[YOUR OBJECTIVE] Write out exactly, please, the lines from the one containing "the small snow-covered" to the end of the material.
══ RECORDED INFORMATION
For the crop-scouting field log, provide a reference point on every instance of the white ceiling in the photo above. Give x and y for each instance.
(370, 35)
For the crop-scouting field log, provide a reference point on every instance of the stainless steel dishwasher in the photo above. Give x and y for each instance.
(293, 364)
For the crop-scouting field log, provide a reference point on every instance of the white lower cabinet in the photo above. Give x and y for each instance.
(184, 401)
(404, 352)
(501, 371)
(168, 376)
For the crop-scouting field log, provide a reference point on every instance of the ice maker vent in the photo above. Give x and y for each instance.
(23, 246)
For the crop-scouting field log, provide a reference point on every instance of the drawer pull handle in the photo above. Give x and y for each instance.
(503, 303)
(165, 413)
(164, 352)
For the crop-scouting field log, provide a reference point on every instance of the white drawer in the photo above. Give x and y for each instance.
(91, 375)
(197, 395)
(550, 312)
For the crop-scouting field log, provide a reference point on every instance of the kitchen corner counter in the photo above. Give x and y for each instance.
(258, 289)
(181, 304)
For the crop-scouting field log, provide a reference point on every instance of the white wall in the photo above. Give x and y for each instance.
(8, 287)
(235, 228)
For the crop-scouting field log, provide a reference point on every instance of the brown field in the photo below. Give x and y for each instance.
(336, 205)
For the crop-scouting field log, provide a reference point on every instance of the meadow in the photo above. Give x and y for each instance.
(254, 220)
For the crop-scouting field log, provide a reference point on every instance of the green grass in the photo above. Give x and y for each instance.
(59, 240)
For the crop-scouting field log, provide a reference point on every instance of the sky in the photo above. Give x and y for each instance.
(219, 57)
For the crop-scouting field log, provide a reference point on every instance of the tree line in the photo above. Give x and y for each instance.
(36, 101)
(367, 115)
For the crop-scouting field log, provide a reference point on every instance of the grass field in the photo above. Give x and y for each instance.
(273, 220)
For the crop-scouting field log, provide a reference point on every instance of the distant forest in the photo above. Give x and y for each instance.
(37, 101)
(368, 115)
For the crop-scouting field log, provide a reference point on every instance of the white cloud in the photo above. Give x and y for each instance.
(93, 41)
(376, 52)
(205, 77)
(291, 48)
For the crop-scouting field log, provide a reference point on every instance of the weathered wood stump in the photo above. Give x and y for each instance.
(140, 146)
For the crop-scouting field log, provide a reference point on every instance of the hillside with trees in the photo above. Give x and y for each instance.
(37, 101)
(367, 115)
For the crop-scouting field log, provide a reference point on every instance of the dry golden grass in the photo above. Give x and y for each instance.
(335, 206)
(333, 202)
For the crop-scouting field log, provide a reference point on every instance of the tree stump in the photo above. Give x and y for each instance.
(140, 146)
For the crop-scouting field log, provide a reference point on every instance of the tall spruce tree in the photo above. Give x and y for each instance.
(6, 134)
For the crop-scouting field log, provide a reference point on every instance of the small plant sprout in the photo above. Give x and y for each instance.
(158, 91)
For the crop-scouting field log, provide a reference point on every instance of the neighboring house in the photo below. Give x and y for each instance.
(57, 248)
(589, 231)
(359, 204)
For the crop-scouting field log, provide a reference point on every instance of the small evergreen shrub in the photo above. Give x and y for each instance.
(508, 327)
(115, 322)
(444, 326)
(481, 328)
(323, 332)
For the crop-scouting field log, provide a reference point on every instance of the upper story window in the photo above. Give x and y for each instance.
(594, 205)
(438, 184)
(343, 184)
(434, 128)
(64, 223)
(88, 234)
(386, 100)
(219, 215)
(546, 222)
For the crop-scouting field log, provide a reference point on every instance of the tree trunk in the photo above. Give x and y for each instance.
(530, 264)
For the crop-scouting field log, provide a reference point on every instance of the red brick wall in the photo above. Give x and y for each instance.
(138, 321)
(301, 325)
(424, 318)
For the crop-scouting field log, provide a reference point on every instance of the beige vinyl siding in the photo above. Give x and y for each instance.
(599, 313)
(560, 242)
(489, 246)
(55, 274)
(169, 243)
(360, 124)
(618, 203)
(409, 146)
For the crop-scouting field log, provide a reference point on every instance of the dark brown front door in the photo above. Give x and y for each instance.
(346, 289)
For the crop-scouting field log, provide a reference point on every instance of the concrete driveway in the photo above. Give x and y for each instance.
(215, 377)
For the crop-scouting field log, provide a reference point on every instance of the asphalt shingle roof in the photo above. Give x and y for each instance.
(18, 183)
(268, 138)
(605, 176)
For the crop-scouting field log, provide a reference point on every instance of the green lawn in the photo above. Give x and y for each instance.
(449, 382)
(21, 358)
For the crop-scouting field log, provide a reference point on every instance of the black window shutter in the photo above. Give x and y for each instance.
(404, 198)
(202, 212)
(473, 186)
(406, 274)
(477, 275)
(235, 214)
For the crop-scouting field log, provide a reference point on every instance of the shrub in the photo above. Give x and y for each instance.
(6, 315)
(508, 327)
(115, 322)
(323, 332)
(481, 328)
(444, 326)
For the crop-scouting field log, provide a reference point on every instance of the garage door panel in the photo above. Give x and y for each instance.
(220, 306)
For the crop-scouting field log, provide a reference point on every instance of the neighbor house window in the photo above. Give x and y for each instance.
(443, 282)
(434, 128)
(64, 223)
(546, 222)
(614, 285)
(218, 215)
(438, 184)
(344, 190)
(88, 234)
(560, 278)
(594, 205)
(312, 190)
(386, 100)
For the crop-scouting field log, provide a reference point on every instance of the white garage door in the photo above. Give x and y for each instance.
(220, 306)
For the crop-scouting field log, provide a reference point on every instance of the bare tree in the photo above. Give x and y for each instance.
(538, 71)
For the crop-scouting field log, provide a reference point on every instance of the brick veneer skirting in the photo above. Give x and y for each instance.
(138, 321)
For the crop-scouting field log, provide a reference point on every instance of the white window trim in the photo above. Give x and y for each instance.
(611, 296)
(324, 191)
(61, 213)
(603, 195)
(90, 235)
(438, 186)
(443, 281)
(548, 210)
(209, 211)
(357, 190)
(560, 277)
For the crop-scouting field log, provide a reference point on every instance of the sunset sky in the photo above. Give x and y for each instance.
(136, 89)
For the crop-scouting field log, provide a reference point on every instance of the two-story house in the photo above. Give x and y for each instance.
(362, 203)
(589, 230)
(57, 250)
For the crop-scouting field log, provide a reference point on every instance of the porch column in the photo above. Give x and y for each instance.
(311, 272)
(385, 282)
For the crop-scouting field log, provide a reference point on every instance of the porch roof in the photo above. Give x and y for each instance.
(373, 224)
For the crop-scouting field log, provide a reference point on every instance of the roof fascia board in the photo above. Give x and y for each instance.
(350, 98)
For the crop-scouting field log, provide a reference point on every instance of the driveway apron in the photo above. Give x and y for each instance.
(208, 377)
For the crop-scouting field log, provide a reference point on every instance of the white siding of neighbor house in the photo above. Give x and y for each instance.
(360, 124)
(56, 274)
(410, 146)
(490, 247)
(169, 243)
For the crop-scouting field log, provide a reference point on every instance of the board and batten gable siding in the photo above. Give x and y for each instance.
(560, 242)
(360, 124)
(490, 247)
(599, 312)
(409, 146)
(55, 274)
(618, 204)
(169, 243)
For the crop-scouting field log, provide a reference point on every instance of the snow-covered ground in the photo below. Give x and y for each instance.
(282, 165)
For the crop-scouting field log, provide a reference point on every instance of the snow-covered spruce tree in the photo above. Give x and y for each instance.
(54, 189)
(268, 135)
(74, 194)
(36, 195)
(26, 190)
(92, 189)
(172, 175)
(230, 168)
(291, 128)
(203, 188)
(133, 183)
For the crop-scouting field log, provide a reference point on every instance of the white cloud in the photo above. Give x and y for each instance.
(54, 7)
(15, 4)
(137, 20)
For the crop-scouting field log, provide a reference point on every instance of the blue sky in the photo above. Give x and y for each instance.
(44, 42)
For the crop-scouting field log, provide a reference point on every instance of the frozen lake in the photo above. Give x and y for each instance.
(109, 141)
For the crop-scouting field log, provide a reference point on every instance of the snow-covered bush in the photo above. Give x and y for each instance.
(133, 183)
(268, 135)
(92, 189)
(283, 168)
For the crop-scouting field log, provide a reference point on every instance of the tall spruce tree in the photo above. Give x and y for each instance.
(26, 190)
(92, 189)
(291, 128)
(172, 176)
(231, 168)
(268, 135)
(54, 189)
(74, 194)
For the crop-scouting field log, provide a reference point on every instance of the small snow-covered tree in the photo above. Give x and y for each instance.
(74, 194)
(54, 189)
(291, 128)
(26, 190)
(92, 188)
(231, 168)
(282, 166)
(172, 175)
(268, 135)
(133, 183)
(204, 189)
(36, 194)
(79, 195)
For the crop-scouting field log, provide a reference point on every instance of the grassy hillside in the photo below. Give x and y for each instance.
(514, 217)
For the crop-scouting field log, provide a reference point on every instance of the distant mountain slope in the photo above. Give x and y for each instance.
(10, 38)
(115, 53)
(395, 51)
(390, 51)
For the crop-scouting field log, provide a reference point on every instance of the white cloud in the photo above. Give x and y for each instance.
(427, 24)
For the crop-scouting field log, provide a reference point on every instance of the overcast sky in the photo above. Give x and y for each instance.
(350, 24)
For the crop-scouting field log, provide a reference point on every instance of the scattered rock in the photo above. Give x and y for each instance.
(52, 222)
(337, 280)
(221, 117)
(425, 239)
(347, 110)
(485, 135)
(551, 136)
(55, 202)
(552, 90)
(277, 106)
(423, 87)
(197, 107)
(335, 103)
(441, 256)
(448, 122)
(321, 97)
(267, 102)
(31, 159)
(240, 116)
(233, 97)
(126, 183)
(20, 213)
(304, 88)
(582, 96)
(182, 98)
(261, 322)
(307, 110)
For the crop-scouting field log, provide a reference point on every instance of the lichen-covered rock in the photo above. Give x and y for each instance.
════
[PROBLEM SOLUTION]
For the crop-scouting field log, provide a reference point on every instance of the small snow-covered tree in the photo above. Give x and y for each instance.
(74, 194)
(54, 189)
(291, 128)
(26, 190)
(92, 188)
(231, 168)
(282, 166)
(172, 175)
(268, 135)
(133, 183)
(204, 189)
(36, 194)
(79, 195)
For the crop-scouting field log, provide a reference point on every instance of the grassy hillside in the photo below. Give x and y for each instance.
(514, 217)
For the crop-scouting field log, provide a reference point on every instance of the distant mountain slope in the photo above. Give x and y for each instance.
(10, 38)
(115, 53)
(395, 51)
(390, 51)
For the crop-scouting field log, provide a reference point on every instance of the white cloud in the photo above. Give x and y for each instance.
(427, 24)
For the crop-scouting field log, provide a reference point on every instance of the overcast sky in the photo above. Give x and y for each instance.
(350, 24)
For the crop-scouting field log, provide a reference point on every instance of the scattered rock in the photo above. Give x and y for each instance.
(52, 222)
(337, 280)
(221, 117)
(425, 239)
(347, 110)
(485, 135)
(551, 136)
(55, 202)
(552, 90)
(277, 106)
(423, 87)
(197, 107)
(335, 103)
(441, 256)
(448, 122)
(321, 97)
(267, 102)
(31, 159)
(240, 116)
(233, 97)
(126, 183)
(20, 213)
(304, 88)
(582, 96)
(182, 98)
(261, 322)
(307, 110)
For the crop-scouting field log, provide a reference point on every instance of the lichen-covered rock in the photo above. Give x and y for each instance.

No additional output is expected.